The city is surrounded by Venetian walls that were built in 1509 to defend it from from Venice attack. The defence system was supplemented by a hydraulic system that used the waters of the canals to flood the surrounding countryside as a further defensive measure.
The heart of the city is Piazza dei Signori, which is overlooked by “Palazzo del Podesta” or “del Governo” with the Torre Civica, the famous fourteenth-century palace where municipal assemblies met, and the Loggia dei Cavalieri.
Behind the square there is the Piazzetta del Monte with the Monte dei Pegni and the Cappella dei Rettori which houses works by Fiumicelli and Pozzoserrato. A covered walkway on the left of the Monte di Pietà leads to Piazza S. Vito where there is the small church of St. Lucia with a Madonna and Child by Tomaso da Modena. Along the right aisle is the entrance to the Church of St. Vitus.
Near Piazza dei Signori is the famous Fontana delle Tette, so called because red and white wine used to flow from it during festivities. Walk along Vicolo Dotti, in the centre, one of the most charming streets of the Veneto with its typical porticoed houses. Continuing along Calmaggiore, lined with shops and interesting old buildings, you get to the Duomo, built on the foundations of an early Christian temple and rich in a variety of architectural styles. Inside you can admire frescoes (1520) by Pordenone and others, and an Annunciation by Titian.
Next to the cathedral you can visit the baptistery (XI-XII) and the Canoniche Vecchie (ninth century), home to the Diocesan Museum of Sacred Art where the fresco Cristo Passo by Tomaso da Modena is a highlight. Not far from there is the characteristic Pescheria, a small island hosting the traditional fish market, where you can still see the wheels of mills reflected in the water alongside ancient palaces.

Supplied records:
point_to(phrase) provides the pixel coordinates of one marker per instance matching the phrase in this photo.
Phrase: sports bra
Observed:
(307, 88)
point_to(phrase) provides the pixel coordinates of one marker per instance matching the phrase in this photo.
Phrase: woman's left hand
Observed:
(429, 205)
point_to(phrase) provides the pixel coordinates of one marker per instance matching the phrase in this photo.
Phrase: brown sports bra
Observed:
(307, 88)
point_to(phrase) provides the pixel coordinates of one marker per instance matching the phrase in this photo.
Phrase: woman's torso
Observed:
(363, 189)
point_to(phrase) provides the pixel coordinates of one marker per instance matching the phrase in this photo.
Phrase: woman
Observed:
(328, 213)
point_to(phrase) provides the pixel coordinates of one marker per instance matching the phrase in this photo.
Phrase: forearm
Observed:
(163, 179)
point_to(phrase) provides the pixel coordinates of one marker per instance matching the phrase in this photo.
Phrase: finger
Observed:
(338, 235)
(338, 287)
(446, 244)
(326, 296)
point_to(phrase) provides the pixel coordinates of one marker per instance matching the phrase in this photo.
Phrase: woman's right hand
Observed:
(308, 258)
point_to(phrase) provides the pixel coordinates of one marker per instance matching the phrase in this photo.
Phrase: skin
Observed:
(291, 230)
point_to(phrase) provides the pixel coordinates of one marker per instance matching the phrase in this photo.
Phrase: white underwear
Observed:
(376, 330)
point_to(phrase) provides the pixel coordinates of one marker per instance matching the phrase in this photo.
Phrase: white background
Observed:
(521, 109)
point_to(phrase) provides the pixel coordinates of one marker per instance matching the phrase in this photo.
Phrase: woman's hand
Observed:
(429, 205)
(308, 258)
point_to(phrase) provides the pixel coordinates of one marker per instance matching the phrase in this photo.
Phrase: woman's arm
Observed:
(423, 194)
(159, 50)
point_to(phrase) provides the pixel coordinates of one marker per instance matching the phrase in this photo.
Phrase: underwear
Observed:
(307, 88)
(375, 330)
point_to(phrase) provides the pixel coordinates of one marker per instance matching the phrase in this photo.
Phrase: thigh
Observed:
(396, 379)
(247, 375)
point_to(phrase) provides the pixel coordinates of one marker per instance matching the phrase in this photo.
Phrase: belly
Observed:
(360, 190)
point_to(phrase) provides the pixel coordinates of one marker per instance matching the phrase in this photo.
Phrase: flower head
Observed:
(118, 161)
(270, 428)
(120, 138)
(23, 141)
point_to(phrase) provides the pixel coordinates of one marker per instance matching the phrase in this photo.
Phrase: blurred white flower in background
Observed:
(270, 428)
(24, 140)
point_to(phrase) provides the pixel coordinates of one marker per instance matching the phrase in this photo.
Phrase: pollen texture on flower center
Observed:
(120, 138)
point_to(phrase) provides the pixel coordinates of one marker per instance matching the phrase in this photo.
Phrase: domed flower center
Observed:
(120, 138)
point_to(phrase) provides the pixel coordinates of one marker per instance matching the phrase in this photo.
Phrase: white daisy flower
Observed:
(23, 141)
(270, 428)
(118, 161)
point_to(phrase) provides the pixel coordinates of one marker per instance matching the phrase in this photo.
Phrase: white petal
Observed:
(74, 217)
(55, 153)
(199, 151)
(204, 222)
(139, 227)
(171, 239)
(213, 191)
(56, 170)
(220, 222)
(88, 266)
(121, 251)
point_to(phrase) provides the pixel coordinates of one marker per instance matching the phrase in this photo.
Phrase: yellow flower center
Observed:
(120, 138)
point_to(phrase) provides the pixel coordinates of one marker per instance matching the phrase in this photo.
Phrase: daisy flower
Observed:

What is being asked: Please copy out the whole passage about the walled city and its squares, churches and fish market, word for word.

Reply:
The city is surrounded by Venetian walls that were built in 1509 to defend it from from Venice attack. The defence system was supplemented by a hydraulic system that used the waters of the canals to flood the surrounding countryside as a further defensive measure.
The heart of the city is Piazza dei Signori, which is overlooked by “Palazzo del Podesta” or “del Governo” with the Torre Civica, the famous fourteenth-century palace where municipal assemblies met, and the Loggia dei Cavalieri.
Behind the square there is the Piazzetta del Monte with the Monte dei Pegni and the Cappella dei Rettori which houses works by Fiumicelli and Pozzoserrato. A covered walkway on the left of the Monte di Pietà leads to Piazza S. Vito where there is the small church of St. Lucia with a Madonna and Child by Tomaso da Modena. Along the right aisle is the entrance to the Church of St. Vitus.
Near Piazza dei Signori is the famous Fontana delle Tette, so called because red and white wine used to flow from it during festivities. Walk along Vicolo Dotti, in the centre, one of the most charming streets of the Veneto with its typical porticoed houses. Continuing along Calmaggiore, lined with shops and interesting old buildings, you get to the Duomo, built on the foundations of an early Christian temple and rich in a variety of architectural styles. Inside you can admire frescoes (1520) by Pordenone and others, and an Annunciation by Titian.
Next to the cathedral you can visit the baptistery (XI-XII) and the Canoniche Vecchie (ninth century), home to the Diocesan Museum of Sacred Art where the fresco Cristo Passo by Tomaso da Modena is a highlight. Not far from there is the characteristic Pescheria, a small island hosting the traditional fish market, where you can still see the wheels of mills reflected in the water alongside ancient palaces.